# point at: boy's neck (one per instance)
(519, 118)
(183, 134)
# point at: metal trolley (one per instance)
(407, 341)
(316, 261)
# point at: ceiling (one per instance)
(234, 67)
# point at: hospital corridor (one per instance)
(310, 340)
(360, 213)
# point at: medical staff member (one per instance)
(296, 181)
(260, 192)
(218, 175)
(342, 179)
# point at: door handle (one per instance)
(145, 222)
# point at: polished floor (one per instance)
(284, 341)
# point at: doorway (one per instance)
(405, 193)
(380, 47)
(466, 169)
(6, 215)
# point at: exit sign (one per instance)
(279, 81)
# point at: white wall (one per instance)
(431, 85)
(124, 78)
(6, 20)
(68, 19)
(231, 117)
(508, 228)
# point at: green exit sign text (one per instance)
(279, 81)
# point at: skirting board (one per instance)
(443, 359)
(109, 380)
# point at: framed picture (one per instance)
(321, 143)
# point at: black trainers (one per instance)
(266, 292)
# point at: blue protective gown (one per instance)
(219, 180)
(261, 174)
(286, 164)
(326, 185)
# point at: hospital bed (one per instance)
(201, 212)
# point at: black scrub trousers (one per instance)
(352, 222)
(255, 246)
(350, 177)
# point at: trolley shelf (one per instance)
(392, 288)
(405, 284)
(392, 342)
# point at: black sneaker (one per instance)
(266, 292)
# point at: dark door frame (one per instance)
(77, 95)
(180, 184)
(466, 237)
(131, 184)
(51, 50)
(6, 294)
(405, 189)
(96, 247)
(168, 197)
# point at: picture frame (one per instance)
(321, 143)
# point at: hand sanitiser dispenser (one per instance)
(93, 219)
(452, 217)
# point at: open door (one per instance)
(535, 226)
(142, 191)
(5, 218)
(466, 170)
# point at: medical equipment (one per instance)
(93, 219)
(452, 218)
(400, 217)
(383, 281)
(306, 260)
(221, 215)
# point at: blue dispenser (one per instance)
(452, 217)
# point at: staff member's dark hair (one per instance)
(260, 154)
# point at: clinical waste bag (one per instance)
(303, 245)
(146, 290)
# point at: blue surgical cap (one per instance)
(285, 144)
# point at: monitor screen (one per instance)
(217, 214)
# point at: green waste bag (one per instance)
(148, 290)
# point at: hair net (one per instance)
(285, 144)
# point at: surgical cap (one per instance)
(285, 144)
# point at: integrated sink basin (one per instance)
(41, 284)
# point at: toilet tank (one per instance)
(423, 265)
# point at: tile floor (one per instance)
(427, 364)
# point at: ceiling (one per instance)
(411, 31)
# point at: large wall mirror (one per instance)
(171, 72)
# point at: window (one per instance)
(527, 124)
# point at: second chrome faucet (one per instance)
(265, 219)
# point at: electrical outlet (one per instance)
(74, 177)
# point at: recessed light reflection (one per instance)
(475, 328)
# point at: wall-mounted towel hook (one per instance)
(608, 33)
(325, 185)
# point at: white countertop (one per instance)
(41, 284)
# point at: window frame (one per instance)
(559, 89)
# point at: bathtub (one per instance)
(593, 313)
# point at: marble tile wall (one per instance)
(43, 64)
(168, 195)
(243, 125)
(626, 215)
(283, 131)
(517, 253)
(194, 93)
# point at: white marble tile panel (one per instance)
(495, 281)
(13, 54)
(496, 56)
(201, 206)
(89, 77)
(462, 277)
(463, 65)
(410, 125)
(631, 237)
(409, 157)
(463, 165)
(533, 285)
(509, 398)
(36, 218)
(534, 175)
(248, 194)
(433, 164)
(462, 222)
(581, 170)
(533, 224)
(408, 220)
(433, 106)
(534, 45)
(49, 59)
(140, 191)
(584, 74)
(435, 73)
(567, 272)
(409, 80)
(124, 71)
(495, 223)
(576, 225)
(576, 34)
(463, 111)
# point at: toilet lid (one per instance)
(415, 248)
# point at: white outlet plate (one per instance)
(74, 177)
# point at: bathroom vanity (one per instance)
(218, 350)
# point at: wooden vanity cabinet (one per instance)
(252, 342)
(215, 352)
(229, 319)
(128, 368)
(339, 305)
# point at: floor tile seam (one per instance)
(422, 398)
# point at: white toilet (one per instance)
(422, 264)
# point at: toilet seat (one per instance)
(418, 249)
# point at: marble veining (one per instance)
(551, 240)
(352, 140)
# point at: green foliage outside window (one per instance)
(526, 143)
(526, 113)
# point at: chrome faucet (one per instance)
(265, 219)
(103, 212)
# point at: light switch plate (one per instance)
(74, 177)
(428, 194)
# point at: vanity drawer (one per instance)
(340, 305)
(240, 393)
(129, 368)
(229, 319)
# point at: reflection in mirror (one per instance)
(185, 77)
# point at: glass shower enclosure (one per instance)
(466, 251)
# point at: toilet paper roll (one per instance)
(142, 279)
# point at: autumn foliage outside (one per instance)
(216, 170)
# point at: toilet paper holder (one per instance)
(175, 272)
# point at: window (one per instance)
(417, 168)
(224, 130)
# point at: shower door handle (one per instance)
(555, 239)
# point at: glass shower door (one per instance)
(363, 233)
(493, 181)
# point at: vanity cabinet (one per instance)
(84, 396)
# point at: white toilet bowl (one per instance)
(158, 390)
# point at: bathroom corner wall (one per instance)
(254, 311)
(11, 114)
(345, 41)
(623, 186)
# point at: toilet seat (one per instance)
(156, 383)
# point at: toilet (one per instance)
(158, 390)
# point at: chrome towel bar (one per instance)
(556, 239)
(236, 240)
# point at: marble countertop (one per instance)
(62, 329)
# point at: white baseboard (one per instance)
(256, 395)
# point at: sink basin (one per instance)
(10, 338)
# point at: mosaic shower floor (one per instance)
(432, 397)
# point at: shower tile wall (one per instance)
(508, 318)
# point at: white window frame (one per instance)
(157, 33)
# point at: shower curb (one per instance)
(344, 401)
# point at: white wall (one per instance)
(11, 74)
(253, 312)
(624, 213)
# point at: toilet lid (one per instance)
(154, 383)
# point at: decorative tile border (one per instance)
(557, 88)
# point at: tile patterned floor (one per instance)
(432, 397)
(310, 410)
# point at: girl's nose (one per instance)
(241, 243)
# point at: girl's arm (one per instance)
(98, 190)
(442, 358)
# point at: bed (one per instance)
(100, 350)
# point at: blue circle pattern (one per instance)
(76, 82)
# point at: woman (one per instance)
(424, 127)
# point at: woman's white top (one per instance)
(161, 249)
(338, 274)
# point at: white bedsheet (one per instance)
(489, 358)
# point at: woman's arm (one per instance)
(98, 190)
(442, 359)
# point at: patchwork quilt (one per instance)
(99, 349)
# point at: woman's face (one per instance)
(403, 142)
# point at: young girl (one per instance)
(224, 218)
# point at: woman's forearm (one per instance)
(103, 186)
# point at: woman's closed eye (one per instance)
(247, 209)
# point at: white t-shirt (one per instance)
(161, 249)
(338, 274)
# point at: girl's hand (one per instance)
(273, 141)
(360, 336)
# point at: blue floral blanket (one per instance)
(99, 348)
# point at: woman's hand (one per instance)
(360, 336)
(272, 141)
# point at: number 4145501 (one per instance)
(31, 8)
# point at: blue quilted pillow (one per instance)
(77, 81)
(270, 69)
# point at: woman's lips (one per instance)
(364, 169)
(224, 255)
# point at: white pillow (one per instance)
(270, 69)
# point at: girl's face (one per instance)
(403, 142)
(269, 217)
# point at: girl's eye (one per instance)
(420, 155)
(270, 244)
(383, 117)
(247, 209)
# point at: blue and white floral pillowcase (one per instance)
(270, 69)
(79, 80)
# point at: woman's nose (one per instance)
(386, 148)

▬▬▬

◆ **Directions for this task**:
Print the listing above in full, exactly as it is.

◆ **Written answer**:
# point at: boy's neck (one per instance)
(519, 118)
(183, 134)
# point at: metal trolley (one per instance)
(407, 341)
(316, 261)
# point at: ceiling (one per instance)
(234, 67)
# point at: hospital corridor (one per instance)
(310, 340)
(360, 213)
# point at: medical staff member (one per instance)
(296, 181)
(260, 192)
(218, 175)
(342, 179)
# point at: door handle (one per instance)
(145, 222)
# point at: polished floor (one per instance)
(284, 341)
# point at: doorway (one per instance)
(405, 193)
(380, 47)
(466, 169)
(6, 215)
# point at: exit sign (one per instance)
(279, 81)
# point at: white wall (one per instance)
(431, 85)
(124, 78)
(6, 20)
(68, 19)
(231, 117)
(508, 228)
# point at: green exit sign text (one per instance)
(279, 81)
# point at: skirting board (one per instance)
(443, 359)
(109, 380)
# point at: framed picture (one per instance)
(321, 143)
# point at: black trainers (one per instance)
(266, 292)
# point at: blue protective gown (one per instance)
(219, 180)
(261, 174)
(286, 164)
(326, 185)
# point at: hospital bed (one per instance)
(201, 212)
# point at: black scrub trousers (one per instance)
(352, 222)
(255, 246)
(350, 177)
# point at: trolley shelf (one per instance)
(392, 288)
(405, 284)
(392, 342)
# point at: black sneaker (one per instance)
(266, 292)
# point at: dark door frame (one per instance)
(77, 95)
(180, 184)
(466, 237)
(131, 184)
(51, 50)
(6, 294)
(405, 189)
(96, 247)
(168, 197)
# point at: picture frame (one per instance)
(321, 143)
# point at: hand sanitiser dispenser (one per instance)
(93, 219)
(452, 217)
# point at: open door (one per instance)
(535, 226)
(142, 191)
(5, 218)
(466, 170)
# point at: medical equipment (one per instance)
(93, 219)
(452, 218)
(400, 217)
(383, 281)
(306, 260)
(221, 215)
# point at: blue dispenser (one per instance)
(452, 217)
# point at: staff member's dark hair (one per instance)
(260, 154)
# point at: clinical waste bag (one per instance)
(303, 245)
(146, 290)
# point at: blue surgical cap (one per instance)
(285, 144)
# point at: monitor screen (one per instance)
(217, 214)
# point at: green waste bag (one per instance)
(148, 290)
# point at: hair net (one per instance)
(285, 144)
# point at: surgical cap (one per instance)
(285, 144)
# point at: integrated sink basin (one per instance)
(41, 284)
# point at: toilet tank (one per instance)
(423, 265)
# point at: tile floor (one per instance)
(427, 364)
# point at: ceiling (one per instance)
(411, 31)
# point at: large wall mirror (one per instance)
(171, 72)
# point at: window (one per instance)
(527, 124)
# point at: second chrome faucet (one per instance)
(265, 219)
# point at: electrical outlet (one per instance)
(74, 177)
# point at: recessed light reflection (one per instance)
(475, 328)
# point at: wall-mounted towel hook (one per instance)
(608, 33)
(325, 185)
# point at: white countertop (one per instance)
(41, 284)
# point at: window frame (one per instance)
(559, 89)
# point at: bathtub (one per instance)
(593, 313)
# point at: marble tile wall (one per instance)
(43, 64)
(168, 195)
(243, 125)
(626, 215)
(283, 131)
(517, 253)
(194, 93)
# point at: white marble tile panel (one per instance)
(495, 281)
(13, 54)
(496, 56)
(201, 206)
(89, 77)
(462, 277)
(463, 65)
(410, 125)
(631, 237)
(409, 157)
(463, 165)
(533, 285)
(509, 398)
(36, 218)
(534, 175)
(248, 194)
(433, 164)
(462, 222)
(581, 170)
(533, 224)
(408, 220)
(433, 106)
(534, 45)
(49, 59)
(140, 191)
(584, 74)
(435, 73)
(567, 272)
(409, 80)
(124, 71)
(495, 223)
(576, 225)
(576, 34)
(463, 111)
# point at: toilet lid (one per instance)
(415, 248)
# point at: white outlet plate (one per instance)
(74, 177)
# point at: bathroom vanity (one per instance)
(218, 350)
# point at: wooden vanity cabinet (one per instance)
(252, 342)
(215, 352)
(229, 319)
(128, 368)
(339, 305)
# point at: floor tile seam (one per instance)
(422, 398)
# point at: white toilet (one per instance)
(422, 264)
# point at: toilet seat (one per instance)
(418, 249)
# point at: marble veining (one per instance)
(551, 240)
(352, 140)
# point at: green foliage outside window (one per instance)
(526, 143)
(526, 113)
# point at: chrome faucet (one per instance)
(265, 219)
(103, 212)
# point at: light switch plate (one per instance)
(74, 177)
(428, 194)
# point at: vanity drawer (one per instance)
(340, 305)
(240, 393)
(129, 368)
(229, 319)
# point at: reflection in mirror (one per instance)
(185, 77)
# point at: glass shower enclosure (one per instance)
(466, 251)
# point at: toilet paper roll (one per instance)
(142, 279)
# point at: autumn foliage outside (one per instance)
(216, 170)
# point at: toilet paper holder (one per instance)
(175, 272)
# point at: window (one per instance)
(417, 168)
(224, 130)
# point at: shower door handle (one per instance)
(555, 239)
# point at: glass shower door (one per instance)
(363, 233)
(493, 181)
# point at: vanity cabinet (one per instance)
(84, 396)
# point at: white toilet bowl (one per instance)
(158, 390)
# point at: bathroom corner wall (one per instance)
(254, 311)
(11, 114)
(345, 41)
(623, 186)
# point at: toilet seat (one per instance)
(156, 383)
# point at: toilet (one per instance)
(158, 390)
# point at: chrome towel bar (one per instance)
(556, 239)
(236, 240)
# point at: marble countertop (one per instance)
(62, 329)
# point at: white baseboard (one per instance)
(256, 395)
# point at: sink basin (one per instance)
(10, 338)
# point at: mosaic shower floor (one per instance)
(432, 397)
# point at: shower tile wall (one per instance)
(508, 318)
# point at: white window frame (one per instance)
(157, 33)
# point at: shower curb (one per instance)
(344, 401)
# point at: white wall (one per instance)
(11, 74)
(253, 312)
(624, 213)
# point at: toilet lid (one per instance)
(154, 383)
# point at: decorative tile border (one per instance)
(557, 88)
# point at: tile patterned floor (one per instance)
(432, 397)
(310, 410)
# point at: girl's nose (one per instance)
(241, 243)
# point at: girl's arm (one per instance)
(98, 190)
(442, 358)
# point at: bed (one per instance)
(100, 350)
# point at: blue circle pattern (one per instance)
(76, 82)
# point at: woman (one per instance)
(424, 127)
# point at: woman's white top (one per instance)
(161, 249)
(338, 274)
# point at: white bedsheet (one per instance)
(489, 358)
# point at: woman's arm (one per instance)
(98, 190)
(442, 359)
# point at: patchwork quilt (one per instance)
(99, 349)
# point at: woman's face (one per instance)
(403, 142)
# point at: young girl (one per instance)
(224, 218)
# point at: woman's forearm (one per instance)
(103, 186)
# point at: woman's closed eye (one per instance)
(247, 209)
# point at: white t-shirt (one per instance)
(161, 249)
(338, 274)
# point at: girl's hand (one per instance)
(273, 141)
(360, 336)
# point at: blue floral blanket (one per instance)
(99, 348)
# point at: woman's hand (one per instance)
(360, 336)
(272, 141)
# point at: number 4145501 (one per instance)
(31, 8)
# point at: blue quilted pillow (one per instance)
(77, 81)
(270, 69)
# point at: woman's lips (one per instance)
(364, 169)
(224, 255)
# point at: white pillow (one per instance)
(270, 69)
# point at: girl's face (one per instance)
(403, 142)
(269, 217)
# point at: girl's eye (one per instance)
(420, 155)
(270, 244)
(383, 117)
(247, 209)
# point at: blue and white floral pillowcase (one per instance)
(270, 69)
(79, 80)
# point at: woman's nose (one per instance)
(386, 148)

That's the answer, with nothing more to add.